■ What you have to do: Exclude pictures; retype the lines below from the line containing "the white ceiling" through the end of the records, both ends kept.

══ Records ══

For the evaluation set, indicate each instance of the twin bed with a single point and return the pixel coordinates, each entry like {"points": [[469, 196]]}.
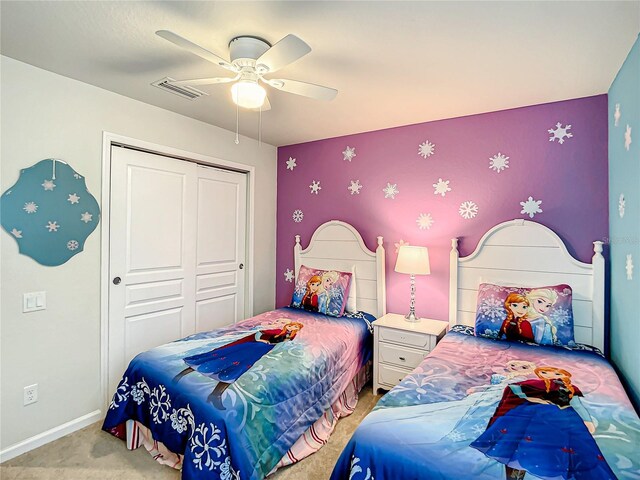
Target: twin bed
{"points": [[450, 418]]}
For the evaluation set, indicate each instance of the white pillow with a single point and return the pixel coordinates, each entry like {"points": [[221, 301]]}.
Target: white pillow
{"points": [[352, 306]]}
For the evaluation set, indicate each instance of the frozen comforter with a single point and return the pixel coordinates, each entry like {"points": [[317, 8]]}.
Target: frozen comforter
{"points": [[487, 409], [233, 401]]}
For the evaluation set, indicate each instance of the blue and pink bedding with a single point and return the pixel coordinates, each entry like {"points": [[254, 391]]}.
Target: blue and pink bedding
{"points": [[484, 409], [234, 401]]}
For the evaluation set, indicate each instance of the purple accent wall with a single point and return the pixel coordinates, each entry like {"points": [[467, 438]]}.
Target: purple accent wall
{"points": [[569, 178]]}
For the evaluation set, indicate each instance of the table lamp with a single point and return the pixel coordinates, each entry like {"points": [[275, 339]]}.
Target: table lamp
{"points": [[413, 261]]}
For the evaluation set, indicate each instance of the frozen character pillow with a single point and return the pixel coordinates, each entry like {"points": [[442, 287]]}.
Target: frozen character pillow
{"points": [[540, 315], [324, 291]]}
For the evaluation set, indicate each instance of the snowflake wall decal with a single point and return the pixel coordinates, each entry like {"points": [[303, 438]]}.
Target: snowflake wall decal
{"points": [[390, 191], [297, 216], [400, 244], [426, 149], [498, 162], [627, 138], [315, 186], [52, 226], [349, 153], [531, 207], [560, 133], [30, 207], [424, 221], [468, 210], [441, 188], [288, 275], [355, 187], [48, 185]]}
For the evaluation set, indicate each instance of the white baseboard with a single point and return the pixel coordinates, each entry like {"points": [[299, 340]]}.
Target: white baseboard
{"points": [[49, 436]]}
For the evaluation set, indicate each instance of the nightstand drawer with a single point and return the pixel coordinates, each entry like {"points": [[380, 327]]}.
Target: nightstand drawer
{"points": [[413, 339], [400, 356], [389, 375]]}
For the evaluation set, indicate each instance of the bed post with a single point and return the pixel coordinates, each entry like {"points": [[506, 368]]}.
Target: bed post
{"points": [[453, 283], [296, 257], [382, 293], [598, 297]]}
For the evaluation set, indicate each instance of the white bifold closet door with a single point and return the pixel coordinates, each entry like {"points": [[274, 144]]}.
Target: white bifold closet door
{"points": [[177, 252]]}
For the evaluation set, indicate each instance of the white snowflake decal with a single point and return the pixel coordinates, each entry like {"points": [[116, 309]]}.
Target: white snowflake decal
{"points": [[288, 275], [492, 308], [560, 133], [390, 191], [355, 187], [400, 244], [297, 216], [424, 221], [30, 207], [627, 138], [349, 153], [315, 186], [441, 188], [498, 162], [52, 226], [48, 185], [468, 210], [531, 207], [426, 149]]}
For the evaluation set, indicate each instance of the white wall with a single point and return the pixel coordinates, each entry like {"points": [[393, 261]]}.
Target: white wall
{"points": [[45, 115]]}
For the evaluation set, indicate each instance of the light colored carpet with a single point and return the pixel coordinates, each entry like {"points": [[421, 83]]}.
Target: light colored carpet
{"points": [[91, 454]]}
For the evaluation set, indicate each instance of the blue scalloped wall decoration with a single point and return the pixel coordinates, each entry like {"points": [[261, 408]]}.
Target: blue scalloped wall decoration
{"points": [[49, 212]]}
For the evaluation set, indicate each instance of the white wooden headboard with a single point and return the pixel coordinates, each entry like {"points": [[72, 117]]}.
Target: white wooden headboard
{"points": [[336, 245], [528, 253]]}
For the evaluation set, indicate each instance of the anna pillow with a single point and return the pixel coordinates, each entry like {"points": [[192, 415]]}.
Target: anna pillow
{"points": [[324, 291], [541, 315]]}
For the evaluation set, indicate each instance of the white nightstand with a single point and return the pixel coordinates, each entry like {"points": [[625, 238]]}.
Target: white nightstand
{"points": [[399, 347]]}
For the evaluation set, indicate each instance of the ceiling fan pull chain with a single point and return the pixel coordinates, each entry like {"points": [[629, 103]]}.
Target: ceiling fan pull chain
{"points": [[260, 128], [237, 141]]}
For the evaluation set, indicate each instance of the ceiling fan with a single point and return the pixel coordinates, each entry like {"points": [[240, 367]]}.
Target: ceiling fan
{"points": [[251, 58]]}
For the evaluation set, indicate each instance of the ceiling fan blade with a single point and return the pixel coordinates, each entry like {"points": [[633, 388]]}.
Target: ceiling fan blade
{"points": [[195, 49], [305, 89], [286, 51], [265, 106], [205, 81]]}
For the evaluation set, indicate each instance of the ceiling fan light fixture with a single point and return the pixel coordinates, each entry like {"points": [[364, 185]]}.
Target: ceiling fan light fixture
{"points": [[248, 94]]}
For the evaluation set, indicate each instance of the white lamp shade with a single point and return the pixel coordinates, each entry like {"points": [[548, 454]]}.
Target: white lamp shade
{"points": [[413, 260], [248, 94]]}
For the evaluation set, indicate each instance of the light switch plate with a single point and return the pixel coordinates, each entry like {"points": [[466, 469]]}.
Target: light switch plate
{"points": [[34, 301]]}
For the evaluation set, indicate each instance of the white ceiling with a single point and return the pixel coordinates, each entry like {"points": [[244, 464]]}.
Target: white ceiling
{"points": [[394, 63]]}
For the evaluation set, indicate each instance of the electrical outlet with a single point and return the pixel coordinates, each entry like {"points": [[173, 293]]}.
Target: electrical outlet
{"points": [[31, 394]]}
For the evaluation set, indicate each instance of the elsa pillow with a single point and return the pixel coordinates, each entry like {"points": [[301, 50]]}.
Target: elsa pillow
{"points": [[540, 315], [324, 291]]}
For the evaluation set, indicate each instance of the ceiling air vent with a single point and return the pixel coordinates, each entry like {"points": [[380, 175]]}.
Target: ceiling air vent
{"points": [[189, 93]]}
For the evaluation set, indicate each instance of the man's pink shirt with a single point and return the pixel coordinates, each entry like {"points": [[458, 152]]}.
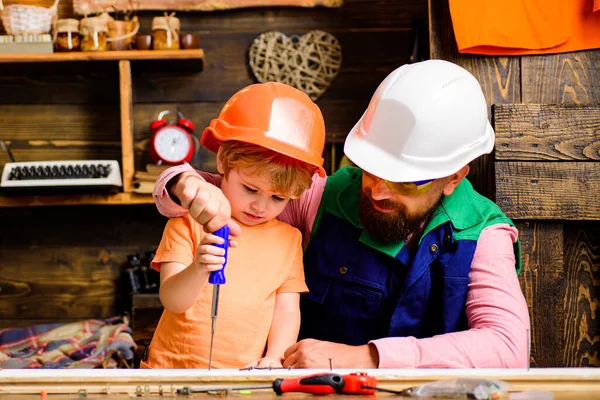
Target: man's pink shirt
{"points": [[496, 309]]}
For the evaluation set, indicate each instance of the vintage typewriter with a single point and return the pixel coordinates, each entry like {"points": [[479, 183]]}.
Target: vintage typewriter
{"points": [[54, 177]]}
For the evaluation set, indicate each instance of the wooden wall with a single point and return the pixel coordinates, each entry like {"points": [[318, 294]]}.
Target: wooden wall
{"points": [[62, 263], [561, 258]]}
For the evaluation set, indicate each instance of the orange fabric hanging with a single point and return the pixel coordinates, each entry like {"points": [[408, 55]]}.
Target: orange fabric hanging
{"points": [[516, 27]]}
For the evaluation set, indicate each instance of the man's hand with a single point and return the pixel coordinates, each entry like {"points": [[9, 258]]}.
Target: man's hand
{"points": [[205, 202], [310, 353]]}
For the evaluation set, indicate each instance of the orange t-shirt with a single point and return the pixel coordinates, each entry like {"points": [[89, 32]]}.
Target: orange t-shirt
{"points": [[517, 27], [267, 261]]}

═══

■ Completed exercise:
For the evaluation set, indicate each instance of the white ceiling with a single point and return the pixel coordinates, each entry like {"points": [[244, 464]]}.
Target: white ceiling
{"points": [[394, 63]]}
For the evaluation set, indicate each instance of the electrical outlet with a single point and return the pixel coordinates, each entry like {"points": [[173, 293]]}.
Target: electrical outlet
{"points": [[31, 394]]}
For the evaluation set, indicate each instance of the elsa pillow with a single point and return the pixel coordinates, each entry like {"points": [[301, 50]]}.
Target: elsa pillow
{"points": [[540, 315], [324, 291]]}
For the evaluation set, indicate each instance of the ceiling air vent with a single point and return the pixel coordinates, each entry like {"points": [[380, 175]]}.
Target: ceiling air vent
{"points": [[189, 93]]}
For the evaluation set, indicate each instance of the man's pink shirt with a single point and return the pixel coordinates, each entry like {"points": [[458, 152]]}.
Target: man's pink shirt
{"points": [[496, 309]]}
For the evaluation set, indicate each instance of the vintage typewriter with a single point and return the pixel coordinates, each entry like {"points": [[479, 183]]}.
Target: vintage typewriter
{"points": [[54, 177]]}
For the evaluation set, indicate each instance of the wooden wall with a single point and return the pixel coordinates, each entry like {"points": [[318, 294]]}.
Target: wooden wall
{"points": [[62, 263], [561, 258]]}
For the evaluation set, indicate each instance of the orange fabric hanging with a single point and return the pixel coordinates, each entry like {"points": [[408, 55]]}.
Target: orange fabric hanging
{"points": [[516, 27]]}
For the evaluation set, indicate each instance of the man's hand with a single point and return the pixel coordinates, each entry like {"points": [[9, 258]]}.
Target: man's hand
{"points": [[205, 202], [310, 353]]}
For the evaluation set, indicate each instance of the orange t-shirt with a single point and return the pixel coordinates, each entry like {"points": [[89, 32]]}.
Target: orange t-shirt
{"points": [[517, 27], [267, 261]]}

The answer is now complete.